* Start DATA PROVIDED *

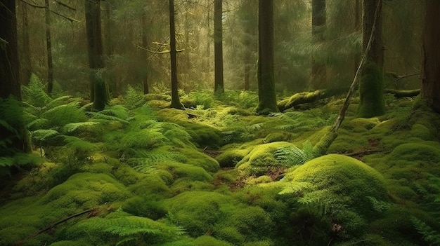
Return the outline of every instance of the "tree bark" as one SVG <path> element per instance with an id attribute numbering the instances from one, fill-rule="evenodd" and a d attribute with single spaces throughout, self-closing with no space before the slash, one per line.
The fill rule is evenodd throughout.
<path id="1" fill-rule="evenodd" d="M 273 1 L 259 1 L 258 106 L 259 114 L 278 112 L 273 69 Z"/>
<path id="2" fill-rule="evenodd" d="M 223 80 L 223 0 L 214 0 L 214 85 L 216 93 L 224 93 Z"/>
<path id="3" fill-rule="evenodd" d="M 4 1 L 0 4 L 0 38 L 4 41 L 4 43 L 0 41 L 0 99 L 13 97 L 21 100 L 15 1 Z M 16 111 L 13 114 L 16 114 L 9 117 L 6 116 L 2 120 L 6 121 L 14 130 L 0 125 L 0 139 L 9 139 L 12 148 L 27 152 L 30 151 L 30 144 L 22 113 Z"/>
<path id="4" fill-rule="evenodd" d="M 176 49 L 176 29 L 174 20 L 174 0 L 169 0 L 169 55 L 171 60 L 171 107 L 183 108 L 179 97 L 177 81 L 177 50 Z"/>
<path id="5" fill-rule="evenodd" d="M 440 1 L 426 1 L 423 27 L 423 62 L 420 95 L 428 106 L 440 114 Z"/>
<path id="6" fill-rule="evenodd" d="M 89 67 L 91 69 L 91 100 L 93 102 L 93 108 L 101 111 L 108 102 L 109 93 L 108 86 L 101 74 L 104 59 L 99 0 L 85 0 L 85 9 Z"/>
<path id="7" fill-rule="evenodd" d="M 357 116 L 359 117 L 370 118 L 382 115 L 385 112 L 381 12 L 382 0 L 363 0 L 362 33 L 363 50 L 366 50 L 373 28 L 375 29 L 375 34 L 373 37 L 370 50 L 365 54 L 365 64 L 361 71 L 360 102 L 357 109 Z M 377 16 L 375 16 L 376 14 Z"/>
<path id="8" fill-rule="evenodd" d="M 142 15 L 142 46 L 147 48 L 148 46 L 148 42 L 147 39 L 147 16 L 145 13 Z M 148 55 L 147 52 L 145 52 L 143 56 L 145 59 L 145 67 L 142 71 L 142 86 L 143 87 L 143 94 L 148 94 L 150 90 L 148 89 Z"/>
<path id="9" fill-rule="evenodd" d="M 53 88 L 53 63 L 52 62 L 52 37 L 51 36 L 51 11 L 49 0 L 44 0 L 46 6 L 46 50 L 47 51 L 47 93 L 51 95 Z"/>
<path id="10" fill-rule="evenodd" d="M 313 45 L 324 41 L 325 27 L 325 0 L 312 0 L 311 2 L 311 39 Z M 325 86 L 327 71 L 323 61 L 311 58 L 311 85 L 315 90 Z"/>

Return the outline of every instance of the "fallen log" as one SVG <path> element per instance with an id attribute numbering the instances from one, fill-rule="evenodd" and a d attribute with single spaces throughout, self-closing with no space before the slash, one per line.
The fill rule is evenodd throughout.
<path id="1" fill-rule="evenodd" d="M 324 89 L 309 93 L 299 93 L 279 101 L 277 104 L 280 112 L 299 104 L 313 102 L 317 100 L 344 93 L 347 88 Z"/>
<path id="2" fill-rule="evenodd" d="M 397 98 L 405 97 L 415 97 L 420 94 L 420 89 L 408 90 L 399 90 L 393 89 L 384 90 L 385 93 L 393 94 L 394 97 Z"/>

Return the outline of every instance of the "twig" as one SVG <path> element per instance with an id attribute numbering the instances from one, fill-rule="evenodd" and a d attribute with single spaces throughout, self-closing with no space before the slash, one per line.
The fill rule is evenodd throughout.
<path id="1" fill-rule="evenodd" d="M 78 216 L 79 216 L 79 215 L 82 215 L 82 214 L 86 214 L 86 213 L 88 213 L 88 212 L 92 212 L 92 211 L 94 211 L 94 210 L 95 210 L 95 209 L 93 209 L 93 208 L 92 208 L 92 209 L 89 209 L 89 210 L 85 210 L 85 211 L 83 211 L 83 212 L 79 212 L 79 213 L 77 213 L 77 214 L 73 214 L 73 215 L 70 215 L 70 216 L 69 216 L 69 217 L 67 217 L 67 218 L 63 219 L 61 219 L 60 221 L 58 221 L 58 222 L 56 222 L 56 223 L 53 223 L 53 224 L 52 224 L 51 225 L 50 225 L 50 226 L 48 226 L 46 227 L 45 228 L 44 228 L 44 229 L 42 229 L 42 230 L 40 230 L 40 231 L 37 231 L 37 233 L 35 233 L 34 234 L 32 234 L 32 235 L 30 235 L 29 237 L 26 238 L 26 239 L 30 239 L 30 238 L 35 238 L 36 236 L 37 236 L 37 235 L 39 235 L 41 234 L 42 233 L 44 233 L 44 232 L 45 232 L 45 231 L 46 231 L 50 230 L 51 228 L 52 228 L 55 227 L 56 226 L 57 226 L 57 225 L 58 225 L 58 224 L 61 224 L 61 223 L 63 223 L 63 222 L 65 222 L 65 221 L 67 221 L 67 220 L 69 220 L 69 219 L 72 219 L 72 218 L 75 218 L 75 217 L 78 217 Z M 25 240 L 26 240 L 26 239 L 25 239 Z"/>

* End DATA PROVIDED *
* Start DATA PROVIDED *

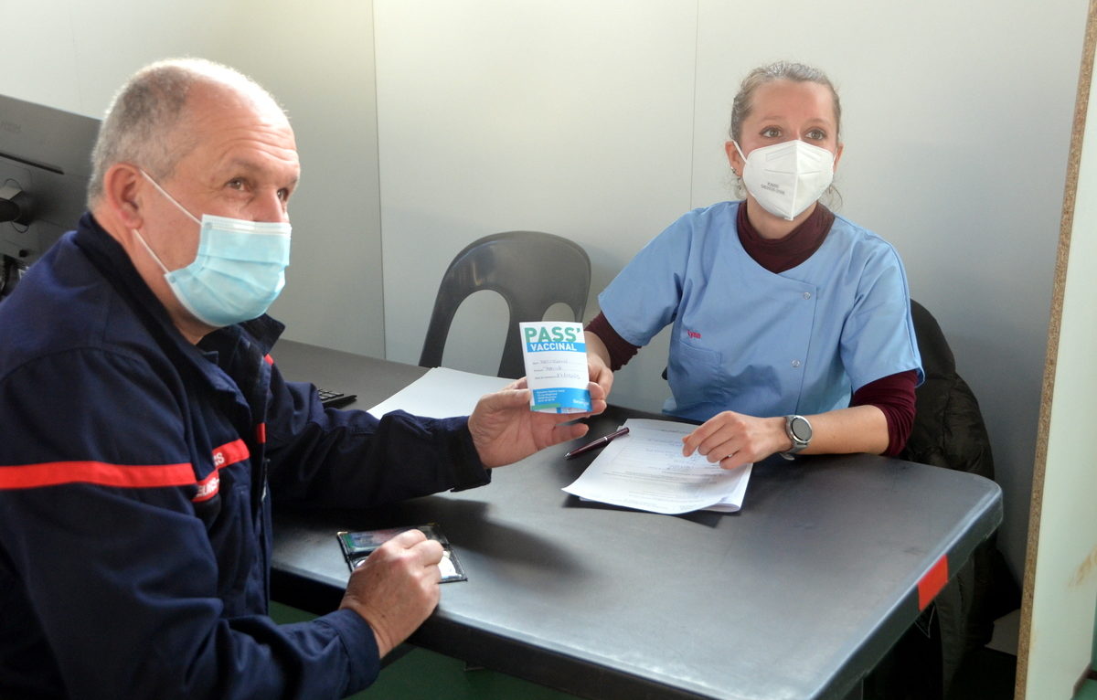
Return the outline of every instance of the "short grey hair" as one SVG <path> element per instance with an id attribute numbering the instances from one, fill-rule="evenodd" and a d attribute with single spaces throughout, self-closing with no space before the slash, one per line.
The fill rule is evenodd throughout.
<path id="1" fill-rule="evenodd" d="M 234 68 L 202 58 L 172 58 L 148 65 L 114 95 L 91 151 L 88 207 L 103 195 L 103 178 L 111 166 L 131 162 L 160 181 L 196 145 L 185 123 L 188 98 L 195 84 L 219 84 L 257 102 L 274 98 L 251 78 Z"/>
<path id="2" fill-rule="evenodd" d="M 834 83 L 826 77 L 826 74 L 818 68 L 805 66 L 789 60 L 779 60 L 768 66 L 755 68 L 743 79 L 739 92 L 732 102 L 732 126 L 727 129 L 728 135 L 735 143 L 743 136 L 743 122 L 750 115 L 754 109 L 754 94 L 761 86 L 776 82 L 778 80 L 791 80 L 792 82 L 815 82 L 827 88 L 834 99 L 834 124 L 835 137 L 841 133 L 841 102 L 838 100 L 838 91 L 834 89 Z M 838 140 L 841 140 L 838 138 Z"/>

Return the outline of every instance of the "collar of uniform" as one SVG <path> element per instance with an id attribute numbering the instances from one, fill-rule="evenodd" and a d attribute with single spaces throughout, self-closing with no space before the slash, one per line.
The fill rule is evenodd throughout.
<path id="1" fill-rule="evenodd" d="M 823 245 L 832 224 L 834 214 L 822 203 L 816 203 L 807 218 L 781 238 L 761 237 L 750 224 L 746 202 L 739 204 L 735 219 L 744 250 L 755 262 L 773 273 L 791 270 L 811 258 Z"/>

* End DATA PROVIDED *

## SET PROBLEM
Pull out every line of the records above that contains the word "bark", matching case exactly.

## RESPONSE TO THIS TASK
Return the outline of every instance of the "tree bark" as one SVG <path> element per instance with an id attribute numbering the instances from one, fill-rule="evenodd" and a d attribute with single spaces throughout, self-closing with no space before the slash, one per line.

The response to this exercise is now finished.